→ Given text

[Start of Attachment]

One of the most common and powerful approaches in NLP provides the content experts an opportunity to label each data segment for a portion of the dataset and then analyze these labels to apply to the rest of the dataset. Some key questions need to be answered when applying this approach in different environments. For example, how many “expert” labels do we need to create before the classification works effectively? How can we evaluate this in advance? Are we limiting ourselves to only extracting from the data what we already believe to be true? We will discuss that last one in our following post on clustering.
We applied the classification technique to one of our client’s projects to determine patient segments in clinical trials. This information is not necessarily added to the clinical trial information directly and if it is, the information can be in any one of a dozen data elements that are rarely labeled consistently. Imagine patients’ segments as a tree structure with the root being initial discovery of the disease prior to treatment, with the first level of branches as “yes” or “no” to initial treatment”. The child nodes for the first level branches are A, B, C, D and E.
To classify deeper, if the patients within the trial were considered prior segment A, they can then belong to either segment A or C. When the patients have not gone through prior treatment, they can then be classified as B, D or E.

[End of Attachment]

Stored records
[Start of Attachment]

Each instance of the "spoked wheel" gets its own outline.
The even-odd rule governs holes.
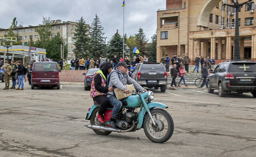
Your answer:
[[[92,115],[90,119],[90,123],[91,125],[100,125],[105,126],[104,124],[102,124],[96,118],[97,115],[98,115],[98,112],[99,111],[99,107],[98,107],[94,109],[94,110],[92,113]],[[100,130],[97,130],[93,129],[93,131],[97,134],[101,135],[108,135],[111,133],[111,131],[106,131]]]
[[[198,78],[195,81],[195,85],[198,88],[200,88],[203,83],[203,79],[201,78]]]
[[[153,142],[166,142],[172,137],[174,129],[172,116],[167,111],[161,109],[154,109],[150,113],[156,126],[153,126],[152,121],[147,114],[143,121],[146,135]]]

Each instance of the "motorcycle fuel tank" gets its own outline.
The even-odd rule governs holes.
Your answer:
[[[140,107],[140,95],[132,95],[125,98],[121,101],[122,103],[127,102],[127,105],[123,106],[123,107],[126,108],[138,108]]]

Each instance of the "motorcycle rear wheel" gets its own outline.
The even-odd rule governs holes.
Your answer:
[[[144,132],[150,141],[163,143],[170,139],[173,133],[174,124],[171,115],[162,109],[155,109],[150,111],[157,127],[154,128],[152,121],[147,114],[143,121]],[[156,131],[158,130],[158,131]]]
[[[95,108],[94,110],[92,113],[92,115],[90,118],[90,121],[91,125],[98,125],[96,123],[96,121],[98,120],[97,119],[97,115],[98,114],[98,112],[99,111],[99,107],[98,107]],[[104,124],[102,124],[102,126],[105,126]],[[98,130],[93,129],[93,131],[96,133],[98,135],[108,135],[110,133],[111,133],[112,131],[106,131],[101,130]]]

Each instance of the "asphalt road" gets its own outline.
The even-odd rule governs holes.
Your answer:
[[[1,157],[255,157],[256,98],[250,93],[220,97],[204,90],[152,89],[174,123],[164,143],[143,129],[96,134],[84,125],[92,104],[82,85],[3,90],[0,83]]]

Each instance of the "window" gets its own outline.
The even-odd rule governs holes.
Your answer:
[[[253,17],[244,19],[244,26],[253,25]]]
[[[215,24],[219,23],[219,16],[215,15]]]
[[[210,14],[210,16],[209,16],[209,22],[212,22],[212,14]]]
[[[161,39],[164,39],[168,38],[168,32],[161,32]]]
[[[245,4],[245,11],[254,10],[254,3],[249,3]]]

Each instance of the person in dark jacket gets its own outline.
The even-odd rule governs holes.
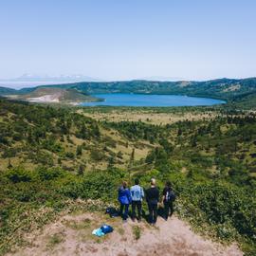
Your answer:
[[[123,181],[122,186],[119,189],[119,201],[120,203],[119,214],[122,216],[123,220],[126,221],[128,218],[129,205],[132,202],[131,192],[126,181]]]
[[[167,181],[165,188],[163,189],[163,199],[162,203],[164,205],[164,219],[168,220],[168,217],[172,216],[174,213],[174,201],[175,199],[175,194],[172,188],[172,183]]]
[[[155,179],[151,179],[151,187],[146,191],[146,200],[149,208],[149,222],[155,226],[157,220],[157,204],[159,202],[159,190],[155,187]]]
[[[138,178],[135,179],[135,185],[131,187],[132,195],[132,219],[136,219],[136,208],[137,210],[137,221],[141,221],[141,209],[142,209],[142,199],[144,197],[143,188],[139,186]]]

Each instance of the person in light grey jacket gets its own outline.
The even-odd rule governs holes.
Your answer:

[End of Attachment]

→ Assignment 1
Translate this sentence from the text on patient segment classification into Spanish: "We applied the classification technique to one of our client’s projects to determine patient segments in clinical trials."
→ Assignment 2
Transcribe everything in the text on patient segment classification from "One of the most" down to "post on clustering.", word for word.

→ Task result 1
Aplicamos la técnica de clasificación a uno de los proyectos de nuestro cliente para determinar segmentos de pacientes en ensayos clínicos.

→ Task result 2
One of the most common and powerful approaches in NLP provides the content experts an opportunity to label each data segment for a portion of the dataset and then analyze these labels to apply to the rest of the dataset. Some key questions need to be answered when applying this approach in different environments. For example, how many “expert” labels do we need to create before the classification works effectively? How can we evaluate this in advance? Are we limiting ourselves to only extracting from the data what we already believe to be true? We will discuss that last one in our following post on clustering.